— START Records to use —

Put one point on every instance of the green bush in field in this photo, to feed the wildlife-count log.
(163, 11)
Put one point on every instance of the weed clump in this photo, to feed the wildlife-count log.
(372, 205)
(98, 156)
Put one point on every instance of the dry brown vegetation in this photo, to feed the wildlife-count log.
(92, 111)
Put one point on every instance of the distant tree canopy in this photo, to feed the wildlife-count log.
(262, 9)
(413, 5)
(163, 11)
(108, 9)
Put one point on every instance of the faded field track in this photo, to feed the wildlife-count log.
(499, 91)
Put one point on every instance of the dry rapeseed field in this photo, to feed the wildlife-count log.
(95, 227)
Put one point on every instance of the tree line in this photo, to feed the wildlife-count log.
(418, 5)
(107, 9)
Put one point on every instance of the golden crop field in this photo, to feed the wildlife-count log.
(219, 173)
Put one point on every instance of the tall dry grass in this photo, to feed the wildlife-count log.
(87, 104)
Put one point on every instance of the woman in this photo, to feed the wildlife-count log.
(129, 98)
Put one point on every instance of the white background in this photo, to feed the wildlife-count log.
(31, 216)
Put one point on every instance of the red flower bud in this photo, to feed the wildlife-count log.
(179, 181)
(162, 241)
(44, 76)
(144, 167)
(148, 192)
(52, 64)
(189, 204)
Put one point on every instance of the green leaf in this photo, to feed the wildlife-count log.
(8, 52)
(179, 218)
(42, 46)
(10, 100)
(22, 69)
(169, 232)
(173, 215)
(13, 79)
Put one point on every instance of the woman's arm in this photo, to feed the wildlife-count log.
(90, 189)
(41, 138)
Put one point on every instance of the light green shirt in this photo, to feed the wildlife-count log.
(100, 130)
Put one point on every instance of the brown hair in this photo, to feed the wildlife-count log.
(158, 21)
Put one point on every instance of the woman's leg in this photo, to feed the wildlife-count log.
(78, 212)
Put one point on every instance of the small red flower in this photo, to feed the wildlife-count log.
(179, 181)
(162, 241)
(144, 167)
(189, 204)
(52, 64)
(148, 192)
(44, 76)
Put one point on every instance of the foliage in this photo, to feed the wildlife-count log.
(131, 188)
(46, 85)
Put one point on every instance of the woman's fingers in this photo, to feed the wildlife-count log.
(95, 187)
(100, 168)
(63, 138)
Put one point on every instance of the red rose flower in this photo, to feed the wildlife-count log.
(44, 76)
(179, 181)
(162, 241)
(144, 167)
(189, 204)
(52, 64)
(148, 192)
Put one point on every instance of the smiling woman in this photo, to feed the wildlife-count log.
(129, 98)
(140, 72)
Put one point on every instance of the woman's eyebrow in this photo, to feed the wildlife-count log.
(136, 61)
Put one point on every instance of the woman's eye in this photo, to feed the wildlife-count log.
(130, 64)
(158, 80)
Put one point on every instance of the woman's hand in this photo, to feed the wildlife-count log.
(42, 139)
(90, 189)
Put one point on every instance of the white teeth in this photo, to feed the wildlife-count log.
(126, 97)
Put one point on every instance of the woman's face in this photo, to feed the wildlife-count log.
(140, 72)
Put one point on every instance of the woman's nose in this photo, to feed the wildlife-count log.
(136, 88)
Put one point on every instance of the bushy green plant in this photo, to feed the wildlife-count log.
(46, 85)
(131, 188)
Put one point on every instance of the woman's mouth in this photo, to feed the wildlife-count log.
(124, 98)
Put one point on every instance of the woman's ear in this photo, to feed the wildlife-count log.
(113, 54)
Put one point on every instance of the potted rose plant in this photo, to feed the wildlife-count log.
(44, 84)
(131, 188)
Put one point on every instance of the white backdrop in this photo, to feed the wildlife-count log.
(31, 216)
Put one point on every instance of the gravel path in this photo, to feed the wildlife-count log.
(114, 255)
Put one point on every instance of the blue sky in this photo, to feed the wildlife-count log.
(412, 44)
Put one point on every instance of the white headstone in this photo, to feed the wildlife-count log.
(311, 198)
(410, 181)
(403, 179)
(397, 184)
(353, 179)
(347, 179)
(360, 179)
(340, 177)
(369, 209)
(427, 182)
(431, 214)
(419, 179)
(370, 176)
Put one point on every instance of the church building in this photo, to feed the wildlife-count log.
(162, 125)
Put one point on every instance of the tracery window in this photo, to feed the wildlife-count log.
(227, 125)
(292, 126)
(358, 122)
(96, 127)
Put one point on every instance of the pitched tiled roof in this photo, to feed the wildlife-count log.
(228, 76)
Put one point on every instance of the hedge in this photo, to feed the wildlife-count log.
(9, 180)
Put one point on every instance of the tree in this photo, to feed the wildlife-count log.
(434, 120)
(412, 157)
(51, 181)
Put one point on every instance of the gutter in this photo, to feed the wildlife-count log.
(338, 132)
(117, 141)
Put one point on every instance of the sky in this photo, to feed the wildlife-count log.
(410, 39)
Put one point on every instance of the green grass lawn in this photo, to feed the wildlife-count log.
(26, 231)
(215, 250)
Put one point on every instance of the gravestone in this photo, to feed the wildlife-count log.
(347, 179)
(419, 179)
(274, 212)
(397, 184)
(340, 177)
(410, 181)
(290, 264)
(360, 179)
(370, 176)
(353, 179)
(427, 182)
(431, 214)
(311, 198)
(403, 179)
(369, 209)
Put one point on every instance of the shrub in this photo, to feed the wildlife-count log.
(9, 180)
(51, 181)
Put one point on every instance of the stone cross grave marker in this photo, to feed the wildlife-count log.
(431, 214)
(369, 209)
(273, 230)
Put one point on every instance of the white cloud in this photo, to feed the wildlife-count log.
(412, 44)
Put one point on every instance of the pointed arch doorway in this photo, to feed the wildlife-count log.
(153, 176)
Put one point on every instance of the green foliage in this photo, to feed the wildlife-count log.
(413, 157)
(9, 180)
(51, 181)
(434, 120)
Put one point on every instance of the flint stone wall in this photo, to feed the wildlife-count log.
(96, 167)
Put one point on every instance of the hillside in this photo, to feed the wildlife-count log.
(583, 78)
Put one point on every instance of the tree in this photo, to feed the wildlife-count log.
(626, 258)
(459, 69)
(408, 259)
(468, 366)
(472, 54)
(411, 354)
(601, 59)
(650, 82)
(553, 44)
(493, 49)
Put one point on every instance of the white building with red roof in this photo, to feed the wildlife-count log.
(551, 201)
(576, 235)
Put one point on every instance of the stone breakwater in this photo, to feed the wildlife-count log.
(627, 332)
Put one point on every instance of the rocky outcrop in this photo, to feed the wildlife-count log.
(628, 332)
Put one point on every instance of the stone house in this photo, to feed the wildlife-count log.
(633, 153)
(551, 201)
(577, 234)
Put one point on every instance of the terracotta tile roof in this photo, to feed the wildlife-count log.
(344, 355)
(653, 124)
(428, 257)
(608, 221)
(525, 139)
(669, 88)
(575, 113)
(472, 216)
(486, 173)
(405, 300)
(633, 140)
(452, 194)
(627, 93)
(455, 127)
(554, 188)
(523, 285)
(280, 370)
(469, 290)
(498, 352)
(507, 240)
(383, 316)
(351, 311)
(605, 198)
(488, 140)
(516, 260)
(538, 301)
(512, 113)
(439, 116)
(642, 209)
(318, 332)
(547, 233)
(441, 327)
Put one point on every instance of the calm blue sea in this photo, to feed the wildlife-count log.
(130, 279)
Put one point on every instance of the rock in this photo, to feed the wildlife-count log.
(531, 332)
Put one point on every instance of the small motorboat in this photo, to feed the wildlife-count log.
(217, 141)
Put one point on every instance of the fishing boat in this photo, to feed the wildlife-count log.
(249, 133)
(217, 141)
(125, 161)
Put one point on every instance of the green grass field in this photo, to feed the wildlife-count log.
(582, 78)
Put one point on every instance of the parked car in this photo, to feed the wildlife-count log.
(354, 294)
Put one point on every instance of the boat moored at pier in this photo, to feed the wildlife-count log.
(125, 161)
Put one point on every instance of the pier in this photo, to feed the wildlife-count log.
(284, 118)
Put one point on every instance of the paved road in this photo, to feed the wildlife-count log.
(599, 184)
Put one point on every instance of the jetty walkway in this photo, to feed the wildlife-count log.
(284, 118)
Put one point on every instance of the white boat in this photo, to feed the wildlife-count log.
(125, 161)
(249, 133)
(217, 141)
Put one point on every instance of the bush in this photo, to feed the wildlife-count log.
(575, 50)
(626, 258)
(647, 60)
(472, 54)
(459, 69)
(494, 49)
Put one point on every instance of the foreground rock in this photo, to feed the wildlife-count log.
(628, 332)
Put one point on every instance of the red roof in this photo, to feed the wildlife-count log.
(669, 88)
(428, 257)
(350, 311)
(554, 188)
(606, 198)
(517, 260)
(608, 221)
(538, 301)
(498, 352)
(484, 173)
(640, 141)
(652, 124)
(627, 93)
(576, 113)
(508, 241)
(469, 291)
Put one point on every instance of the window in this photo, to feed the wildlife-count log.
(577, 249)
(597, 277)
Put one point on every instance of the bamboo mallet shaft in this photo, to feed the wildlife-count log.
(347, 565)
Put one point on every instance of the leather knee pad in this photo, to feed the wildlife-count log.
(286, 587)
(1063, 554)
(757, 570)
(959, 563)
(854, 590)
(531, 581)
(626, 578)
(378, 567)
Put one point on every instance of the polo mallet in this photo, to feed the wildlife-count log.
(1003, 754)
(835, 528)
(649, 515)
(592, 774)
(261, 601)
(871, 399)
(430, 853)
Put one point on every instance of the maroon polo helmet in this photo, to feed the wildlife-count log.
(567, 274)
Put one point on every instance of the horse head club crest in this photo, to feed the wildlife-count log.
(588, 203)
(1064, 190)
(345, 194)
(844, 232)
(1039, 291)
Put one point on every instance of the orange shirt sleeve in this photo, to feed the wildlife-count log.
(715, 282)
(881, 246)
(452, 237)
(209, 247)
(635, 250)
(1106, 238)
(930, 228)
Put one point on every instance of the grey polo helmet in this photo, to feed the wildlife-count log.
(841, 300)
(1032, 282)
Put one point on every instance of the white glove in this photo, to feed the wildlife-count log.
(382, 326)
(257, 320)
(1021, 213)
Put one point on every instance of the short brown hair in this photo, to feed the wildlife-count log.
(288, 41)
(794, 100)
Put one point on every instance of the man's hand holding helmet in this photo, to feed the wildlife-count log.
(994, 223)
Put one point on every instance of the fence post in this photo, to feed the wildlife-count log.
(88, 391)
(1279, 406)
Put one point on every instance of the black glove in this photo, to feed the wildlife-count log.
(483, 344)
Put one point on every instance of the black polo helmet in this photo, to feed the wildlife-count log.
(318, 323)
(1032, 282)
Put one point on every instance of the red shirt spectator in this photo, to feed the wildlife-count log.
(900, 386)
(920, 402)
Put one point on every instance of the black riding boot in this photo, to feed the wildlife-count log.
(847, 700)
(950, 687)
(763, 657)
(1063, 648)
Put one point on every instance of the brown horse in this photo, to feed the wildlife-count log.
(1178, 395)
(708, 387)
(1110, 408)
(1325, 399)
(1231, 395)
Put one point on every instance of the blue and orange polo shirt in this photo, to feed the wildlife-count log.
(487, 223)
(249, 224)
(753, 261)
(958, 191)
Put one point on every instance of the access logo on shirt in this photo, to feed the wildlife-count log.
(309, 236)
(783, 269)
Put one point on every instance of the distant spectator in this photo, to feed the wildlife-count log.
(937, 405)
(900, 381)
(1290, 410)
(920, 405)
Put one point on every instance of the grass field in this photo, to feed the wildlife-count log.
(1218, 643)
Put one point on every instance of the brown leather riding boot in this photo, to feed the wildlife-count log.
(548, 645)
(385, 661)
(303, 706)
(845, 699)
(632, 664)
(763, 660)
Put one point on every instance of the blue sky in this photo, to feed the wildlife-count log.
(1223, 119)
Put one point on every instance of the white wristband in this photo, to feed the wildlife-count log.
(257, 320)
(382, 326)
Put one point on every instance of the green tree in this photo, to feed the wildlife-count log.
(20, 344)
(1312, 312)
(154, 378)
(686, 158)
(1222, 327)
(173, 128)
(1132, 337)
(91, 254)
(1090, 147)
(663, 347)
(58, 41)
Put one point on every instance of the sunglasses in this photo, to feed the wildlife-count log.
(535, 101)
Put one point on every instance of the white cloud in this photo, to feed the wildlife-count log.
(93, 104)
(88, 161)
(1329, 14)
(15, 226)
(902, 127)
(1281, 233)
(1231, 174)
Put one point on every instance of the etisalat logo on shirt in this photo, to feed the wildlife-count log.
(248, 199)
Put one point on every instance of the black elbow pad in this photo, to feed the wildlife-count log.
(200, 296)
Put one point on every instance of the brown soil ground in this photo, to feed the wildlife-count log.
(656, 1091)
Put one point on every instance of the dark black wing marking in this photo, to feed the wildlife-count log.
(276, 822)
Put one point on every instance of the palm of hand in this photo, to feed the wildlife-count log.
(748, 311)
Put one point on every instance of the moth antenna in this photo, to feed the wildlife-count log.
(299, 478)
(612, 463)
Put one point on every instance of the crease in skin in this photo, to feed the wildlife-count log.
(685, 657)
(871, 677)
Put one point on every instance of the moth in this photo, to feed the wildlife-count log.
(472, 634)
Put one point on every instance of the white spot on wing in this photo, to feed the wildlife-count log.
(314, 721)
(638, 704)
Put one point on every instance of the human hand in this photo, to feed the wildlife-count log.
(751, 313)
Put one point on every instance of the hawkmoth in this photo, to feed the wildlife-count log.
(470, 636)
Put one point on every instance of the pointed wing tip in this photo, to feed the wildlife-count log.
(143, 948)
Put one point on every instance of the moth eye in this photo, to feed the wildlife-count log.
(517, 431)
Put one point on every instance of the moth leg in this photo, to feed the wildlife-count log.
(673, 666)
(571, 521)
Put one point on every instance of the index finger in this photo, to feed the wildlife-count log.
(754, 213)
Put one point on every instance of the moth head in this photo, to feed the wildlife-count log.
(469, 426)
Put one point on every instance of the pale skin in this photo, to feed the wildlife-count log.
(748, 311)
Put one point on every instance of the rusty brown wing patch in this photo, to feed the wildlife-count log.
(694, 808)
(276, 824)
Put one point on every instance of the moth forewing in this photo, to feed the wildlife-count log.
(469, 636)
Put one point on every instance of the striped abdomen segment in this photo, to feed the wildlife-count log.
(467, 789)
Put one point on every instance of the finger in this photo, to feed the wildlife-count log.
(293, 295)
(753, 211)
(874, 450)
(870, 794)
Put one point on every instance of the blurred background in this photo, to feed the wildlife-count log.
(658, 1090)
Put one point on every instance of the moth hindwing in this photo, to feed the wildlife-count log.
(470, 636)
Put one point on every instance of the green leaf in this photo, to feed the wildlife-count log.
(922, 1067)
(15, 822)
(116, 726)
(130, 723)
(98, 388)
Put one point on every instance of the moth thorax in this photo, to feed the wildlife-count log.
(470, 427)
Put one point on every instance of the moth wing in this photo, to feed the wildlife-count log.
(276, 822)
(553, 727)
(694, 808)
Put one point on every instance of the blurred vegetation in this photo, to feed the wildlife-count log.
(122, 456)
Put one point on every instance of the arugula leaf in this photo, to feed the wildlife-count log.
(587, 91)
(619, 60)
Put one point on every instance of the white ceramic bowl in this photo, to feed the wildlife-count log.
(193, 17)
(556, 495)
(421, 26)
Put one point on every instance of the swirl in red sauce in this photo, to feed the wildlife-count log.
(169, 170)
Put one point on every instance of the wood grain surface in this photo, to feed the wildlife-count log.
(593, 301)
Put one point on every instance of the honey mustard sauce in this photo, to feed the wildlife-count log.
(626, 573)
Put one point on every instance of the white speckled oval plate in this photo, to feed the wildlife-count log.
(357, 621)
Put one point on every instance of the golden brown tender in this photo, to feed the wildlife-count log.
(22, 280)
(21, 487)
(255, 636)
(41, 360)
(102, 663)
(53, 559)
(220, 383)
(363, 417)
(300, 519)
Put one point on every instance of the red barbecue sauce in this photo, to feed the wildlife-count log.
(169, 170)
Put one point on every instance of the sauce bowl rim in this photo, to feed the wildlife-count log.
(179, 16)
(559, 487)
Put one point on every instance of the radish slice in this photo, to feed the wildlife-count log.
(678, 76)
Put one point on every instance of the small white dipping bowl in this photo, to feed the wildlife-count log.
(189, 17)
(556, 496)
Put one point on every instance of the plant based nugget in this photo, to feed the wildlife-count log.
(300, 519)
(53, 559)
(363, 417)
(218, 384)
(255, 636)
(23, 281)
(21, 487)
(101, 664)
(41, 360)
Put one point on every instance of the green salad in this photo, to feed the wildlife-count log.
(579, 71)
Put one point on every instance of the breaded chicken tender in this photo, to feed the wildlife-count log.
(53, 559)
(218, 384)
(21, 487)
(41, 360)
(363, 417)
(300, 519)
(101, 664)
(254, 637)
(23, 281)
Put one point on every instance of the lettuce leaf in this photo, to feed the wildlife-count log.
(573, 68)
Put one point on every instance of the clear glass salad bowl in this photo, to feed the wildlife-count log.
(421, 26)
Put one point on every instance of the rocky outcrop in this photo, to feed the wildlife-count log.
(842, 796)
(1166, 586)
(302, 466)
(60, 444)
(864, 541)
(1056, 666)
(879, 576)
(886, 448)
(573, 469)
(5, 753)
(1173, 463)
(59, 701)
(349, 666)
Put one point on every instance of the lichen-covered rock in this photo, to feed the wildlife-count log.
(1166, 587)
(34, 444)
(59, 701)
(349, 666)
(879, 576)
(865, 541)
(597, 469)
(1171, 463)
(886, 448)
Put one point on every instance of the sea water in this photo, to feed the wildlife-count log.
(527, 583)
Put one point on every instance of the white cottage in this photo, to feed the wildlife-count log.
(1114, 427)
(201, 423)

— END Records to use —

▶ The request
Give the lines exactly as they stand, from the line with "Put one point on every instance of the lichen-covered" through the end of the material.

▶ The output
Put one point on every instance of the lichen-covered rock in this photo, to feed the wildlife-count log.
(1166, 587)
(34, 444)
(59, 701)
(349, 666)
(879, 576)
(865, 541)
(597, 469)
(1171, 463)
(886, 448)
Put one point on every instance of the sea water in this photo, to feed the wildlife-count log.
(527, 583)
Put one point on every instance of the white cottage in this photo, to feed the wildlife-count log.
(1114, 427)
(201, 423)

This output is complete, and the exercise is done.